Write the entries out again. Every character must match.

━━━━━━━━━━━━━━━━━━━━

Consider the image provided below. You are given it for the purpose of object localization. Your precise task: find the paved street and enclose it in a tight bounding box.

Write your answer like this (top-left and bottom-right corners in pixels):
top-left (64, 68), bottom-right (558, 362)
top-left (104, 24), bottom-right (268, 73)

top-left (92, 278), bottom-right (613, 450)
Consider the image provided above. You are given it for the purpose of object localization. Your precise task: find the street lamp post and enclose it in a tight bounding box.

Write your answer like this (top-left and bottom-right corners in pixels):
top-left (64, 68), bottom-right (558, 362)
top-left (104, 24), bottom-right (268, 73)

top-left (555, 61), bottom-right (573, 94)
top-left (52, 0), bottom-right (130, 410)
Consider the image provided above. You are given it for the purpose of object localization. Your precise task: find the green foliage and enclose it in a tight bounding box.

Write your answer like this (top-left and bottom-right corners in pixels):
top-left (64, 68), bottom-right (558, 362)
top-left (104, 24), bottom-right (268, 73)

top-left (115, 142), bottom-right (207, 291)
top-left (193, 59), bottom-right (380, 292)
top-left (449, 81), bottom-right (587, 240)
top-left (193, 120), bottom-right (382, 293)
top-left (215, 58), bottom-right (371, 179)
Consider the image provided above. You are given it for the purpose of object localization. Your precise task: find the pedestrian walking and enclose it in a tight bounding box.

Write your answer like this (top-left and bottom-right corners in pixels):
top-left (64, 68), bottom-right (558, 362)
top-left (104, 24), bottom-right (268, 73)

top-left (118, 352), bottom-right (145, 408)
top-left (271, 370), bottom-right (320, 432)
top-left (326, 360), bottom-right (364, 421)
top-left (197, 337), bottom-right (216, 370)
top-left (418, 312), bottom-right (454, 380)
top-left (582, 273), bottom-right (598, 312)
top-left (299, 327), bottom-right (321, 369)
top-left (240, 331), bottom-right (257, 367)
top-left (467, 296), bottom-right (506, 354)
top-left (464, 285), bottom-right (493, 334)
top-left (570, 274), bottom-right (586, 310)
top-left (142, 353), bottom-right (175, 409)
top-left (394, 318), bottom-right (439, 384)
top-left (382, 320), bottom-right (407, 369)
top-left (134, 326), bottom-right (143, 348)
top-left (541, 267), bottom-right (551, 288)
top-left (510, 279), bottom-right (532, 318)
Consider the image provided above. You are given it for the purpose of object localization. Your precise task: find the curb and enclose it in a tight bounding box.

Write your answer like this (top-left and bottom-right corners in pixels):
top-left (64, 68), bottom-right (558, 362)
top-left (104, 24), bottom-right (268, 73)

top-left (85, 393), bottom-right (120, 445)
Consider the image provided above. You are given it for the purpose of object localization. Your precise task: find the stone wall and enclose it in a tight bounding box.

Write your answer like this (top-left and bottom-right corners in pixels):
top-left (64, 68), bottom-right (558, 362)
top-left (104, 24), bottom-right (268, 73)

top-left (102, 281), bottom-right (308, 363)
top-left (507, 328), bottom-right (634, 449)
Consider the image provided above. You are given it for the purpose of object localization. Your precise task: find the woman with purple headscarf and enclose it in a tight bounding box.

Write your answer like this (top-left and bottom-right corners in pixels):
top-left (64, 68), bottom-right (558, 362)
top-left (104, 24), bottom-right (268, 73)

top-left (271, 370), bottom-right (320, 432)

━━━━━━━━━━━━━━━━━━━━

▸ **OUTPUT FOR THIS EXERCISE**
Consider the image provided below. You are given it for the purpose of object localization. Your precise task: find the paved street and enclose it in a tight bounding box.

Write your answer like this (top-left and bottom-right corners in pixels):
top-left (64, 68), bottom-right (558, 362)
top-left (104, 24), bottom-right (268, 73)

top-left (92, 278), bottom-right (613, 450)
Consider the image provided above. You are given it for the purpose of object localization. Your precise task: find the street lamp post and enclose it in a tight bounding box.

Write your answer like this (top-left and bottom-right corners in pixels):
top-left (64, 68), bottom-right (558, 362)
top-left (104, 24), bottom-right (268, 73)

top-left (555, 61), bottom-right (573, 94)
top-left (52, 0), bottom-right (130, 410)
Consider the image provided above. You are given it for the purpose of object localization. Your precise task: find the green foliage and enclose it in a tight bounding box.

Write your answer like this (top-left and bottom-right corners in pixels):
top-left (64, 68), bottom-right (558, 362)
top-left (104, 24), bottom-right (268, 73)

top-left (115, 142), bottom-right (207, 291)
top-left (193, 59), bottom-right (380, 292)
top-left (449, 81), bottom-right (587, 240)
top-left (193, 120), bottom-right (382, 293)
top-left (215, 58), bottom-right (371, 179)
Consider the image provided above. You are given it for the purpose of object localization. Your precise task: find the pedestrian walking and enclose it in a tight bounding box.

Write your answer like this (top-left and bottom-right corners in pixels):
top-left (64, 68), bottom-right (558, 362)
top-left (104, 24), bottom-right (268, 73)

top-left (118, 352), bottom-right (145, 408)
top-left (271, 370), bottom-right (320, 432)
top-left (326, 360), bottom-right (364, 421)
top-left (197, 337), bottom-right (216, 370)
top-left (418, 312), bottom-right (454, 380)
top-left (582, 273), bottom-right (598, 312)
top-left (299, 327), bottom-right (321, 369)
top-left (240, 331), bottom-right (257, 367)
top-left (467, 296), bottom-right (506, 354)
top-left (464, 285), bottom-right (493, 334)
top-left (570, 274), bottom-right (586, 310)
top-left (142, 353), bottom-right (175, 409)
top-left (394, 318), bottom-right (439, 384)
top-left (382, 320), bottom-right (407, 369)
top-left (134, 326), bottom-right (143, 348)
top-left (541, 267), bottom-right (551, 288)
top-left (510, 279), bottom-right (532, 318)
Consider the image provided above. You are given it for the purpose of object localization. Your precise task: find the curb and enclose it in a tight bounding box.

Write your answer like this (top-left and bottom-right corners in pixels):
top-left (64, 68), bottom-right (558, 362)
top-left (104, 24), bottom-right (268, 73)

top-left (85, 393), bottom-right (120, 445)
Consider the image provided above. You are given it for the purpose of object localization. Your precise task: find the stone wall and enclose it in a tight bounding box.

Write your answer like this (top-left and bottom-right corners in pixels):
top-left (64, 68), bottom-right (558, 362)
top-left (104, 24), bottom-right (268, 73)

top-left (102, 281), bottom-right (308, 363)
top-left (507, 328), bottom-right (634, 449)
Consider the image provided above. You are given it for the purpose of object localization. Your precise task: find the woman with purple headscarf and enclose it in a tight bounding box.

Write your answer like this (top-left and bottom-right corners in pixels):
top-left (64, 68), bottom-right (558, 362)
top-left (104, 24), bottom-right (268, 73)

top-left (271, 370), bottom-right (320, 432)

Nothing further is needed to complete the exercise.